◆ **TAREFA OBRIGATÓRIA 1**
Reescreva como lista numerada, sem as linhas em branco, o trecho das linhas de dados abaixo que começa na linha que contém "Box the window." e termina na linha que contém "[[931, 1, 1200, 256], [0, 0, 1200, 258]]", ambas incluídas.

Problema da Ordem Definida Pelo Usuário
Introdução
Você já se deparou com o seguinte problema?
Você tem uma lista de conteúdos, e o usuário pode alterar a ordem dessa lista à vontade. Além disso, essa ordem precisa ser mantida para o usuário na próxima vez que ele acessar a lista.
Esse problema, que à primeira vista parece simples, esconde uma complexidade considerável. O desafio principal é como realizar essas mudanças de forma eficiente, minimizando o número de alterações no banco de dados.
Neste post quero explorar algumas soluções para esse problema usando SQL e PostgreSQL.
Modelagens
Simples
Uma abordagem inicial seria modelar a lista usando uma coluna inteira chamada position
, que determina a posição de cada item na lista.
CREATE TABLE card (
id SERIAL PRIMARY KEY,
content TEXT NOT NULL,
position INTEGER UNIQUE NOT NULL
);
A inserção de elementos nessa estrutura é bastante simples:
INSERT INTO card (content)
VALUES ('content1'),
('content2'),
('content3'),
('content4');
SELECT * FROM card ORDER BY position ASC;
id | content | position |
---|---|---|
1 | content1 | 1 |
2 | content2 | 2 |
3 | content3 | 3 |
4 | content4 | 4 |
Isso nos dá uma lista ordenada pelos valores de position
.
No entanto, a dificuldade surge quando o usuário decide reordenar os itens. Suponha que o usuário deseje mover o item com position = 3
para a primeira posição. Com essa modelagem, você precisaria:
- Atualizar o item movido para
position = 1
- Incrementar a posição de todos os outros itens que foram deslocados.
UPDATE card
SET position = position + 1
WHERE position >= 1 AND position < 3;
UPDATE card
SET position = 1
WHERE content = 'content3';
Esse processo envolve múltiplas operações de atualização, o que pode ser ineficiente, especialmente em listas longas.
Posição Decimal
Agora, e se trocássemos o INTEGER
por FLOAT
para trabalhar com valores decimais? Isso permitiria inserir novos elementos na lista calculando a média entre duas posições (position = (i+j)/2
), facilitando a reordenação sem precisar atualizar todas as posições subsequentes.
CREATE TABLE card (
id SERIAL PRIMARY KEY,
content TEXT NOT NULL,
position FLOAT UNIQUE NOT NULL
);
INSERT INTO card (content, position)
VALUES ('content1', 1.0),
('content2', 2.0),
('content3', 3.0),
('content4', 4.0);
Se for necessário mover o conteúdo 3 para a primeira posição, basta aplicar a média:
UPDATE card
SET position = (0 + 1.0)/2
WHERE content = 'content3';
A princípio, essa parece uma solução eficiente. No entanto, números de ponto flutuante têm uma precisão limitada, o que pode gerar problemas com mudanças sucessivas ao longo do tempo, causando erros de arredondamento e perda de precisão.

◆ **TAREFA OBRIGATÓRIA 2**
Responda com base no texto sobre a ordem definida pelo usuário:
(a) Qual tipo de dado tem a coluna position na modelagem simples?
(b) Na modelagem com posição decimal, como se calcula a posição de um novo elemento inserido entre duas posições?
(c) Que limitação dos números de ponto flutuante o texto aponta?

◆ **DADOS DO EXERCÍCIO**
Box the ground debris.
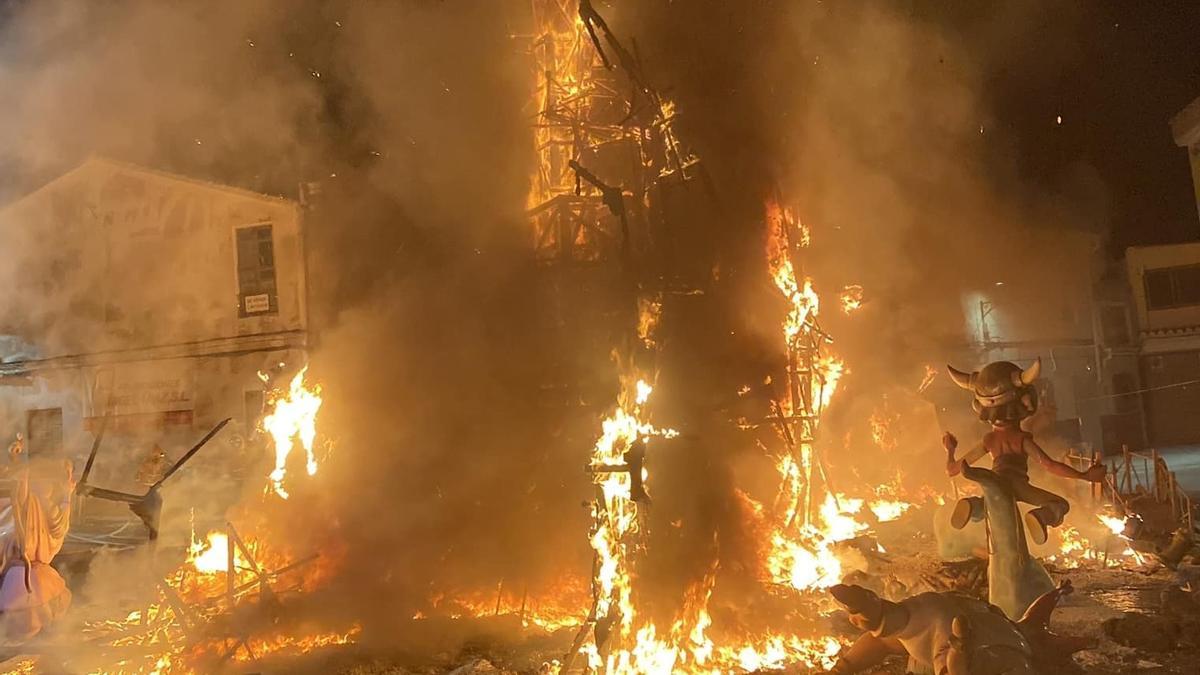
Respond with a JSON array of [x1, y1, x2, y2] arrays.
[[449, 658, 514, 675], [1102, 611, 1181, 652]]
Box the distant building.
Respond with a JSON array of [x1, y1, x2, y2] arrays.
[[1126, 98, 1200, 448], [0, 159, 307, 480], [959, 231, 1145, 452], [1171, 98, 1200, 225], [1126, 243, 1200, 448]]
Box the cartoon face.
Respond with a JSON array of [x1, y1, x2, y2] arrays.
[[947, 358, 1042, 422]]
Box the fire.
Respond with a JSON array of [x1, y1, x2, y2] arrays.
[[1050, 514, 1145, 567], [870, 500, 912, 522], [262, 366, 322, 500], [840, 283, 863, 313], [234, 623, 362, 662], [1096, 514, 1126, 536], [187, 531, 229, 574]]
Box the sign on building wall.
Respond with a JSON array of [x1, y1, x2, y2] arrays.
[[85, 362, 196, 428]]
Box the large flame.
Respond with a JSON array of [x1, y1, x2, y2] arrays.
[[263, 366, 322, 500]]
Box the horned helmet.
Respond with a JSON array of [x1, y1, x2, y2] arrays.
[[946, 357, 1042, 422]]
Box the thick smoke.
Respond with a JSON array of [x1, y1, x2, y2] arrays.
[[0, 0, 1102, 653]]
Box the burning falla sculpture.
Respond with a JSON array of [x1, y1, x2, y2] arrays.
[[0, 460, 74, 643], [942, 359, 1104, 617], [830, 583, 1082, 675]]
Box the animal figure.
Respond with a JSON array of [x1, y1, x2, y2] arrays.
[[830, 576, 1084, 675], [962, 466, 1054, 619]]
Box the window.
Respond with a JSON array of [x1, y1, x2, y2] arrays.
[[25, 408, 62, 456], [236, 223, 280, 317], [1100, 304, 1133, 347], [1112, 372, 1138, 413], [1145, 265, 1200, 310]]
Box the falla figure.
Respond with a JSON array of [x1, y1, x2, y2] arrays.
[[942, 358, 1104, 544]]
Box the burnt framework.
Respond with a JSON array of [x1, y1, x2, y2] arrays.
[[528, 0, 710, 671]]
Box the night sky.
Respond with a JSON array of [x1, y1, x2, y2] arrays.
[[931, 1, 1200, 256], [0, 0, 1200, 258]]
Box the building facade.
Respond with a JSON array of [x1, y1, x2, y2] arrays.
[[0, 159, 308, 485], [958, 231, 1145, 453]]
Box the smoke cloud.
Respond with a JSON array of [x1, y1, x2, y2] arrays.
[[0, 0, 1104, 658]]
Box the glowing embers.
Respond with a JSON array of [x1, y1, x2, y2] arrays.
[[1049, 514, 1145, 568], [262, 366, 322, 500], [839, 283, 863, 313], [187, 530, 229, 574]]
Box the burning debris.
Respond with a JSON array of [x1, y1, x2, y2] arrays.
[[0, 0, 1200, 675]]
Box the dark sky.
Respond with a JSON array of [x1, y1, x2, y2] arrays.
[[940, 1, 1200, 255], [0, 0, 1200, 256]]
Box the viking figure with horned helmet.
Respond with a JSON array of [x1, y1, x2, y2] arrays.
[[942, 358, 1104, 544]]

◆ **RESPOSTA DO EXERCÍCIO 1**
1. Box the window.
2. Respond with a JSON array of [x1, y1, x2, y2] arrays.
3. [[25, 408, 62, 456], [236, 223, 280, 317], [1100, 304, 1133, 347], [1112, 372, 1138, 413], [1145, 265, 1200, 310]]
4. Box the falla figure.
5. Respond with a JSON array of [x1, y1, x2, y2] arrays.
6. [[942, 358, 1104, 544]]
7. Box the burnt framework.
8. Respond with a JSON array of [x1, y1, x2, y2] arrays.
9. [[528, 0, 710, 671]]
10. Box the night sky.
11. Respond with a JSON array of [x1, y1, x2, y2] arrays.
12. [[931, 1, 1200, 256], [0, 0, 1200, 258]]

◆ **RESPOSTA DO EXERCÍCIO 2**
(a) INTEGER, uma coluna inteira.
(b) Calcula-se a média entre as duas posições: position = (i+j)/2.
(c) Eles têm precisão limitada, o que pode causar erros de arredondamento e perda de precisão com mudanças sucessivas ao longo do tempo.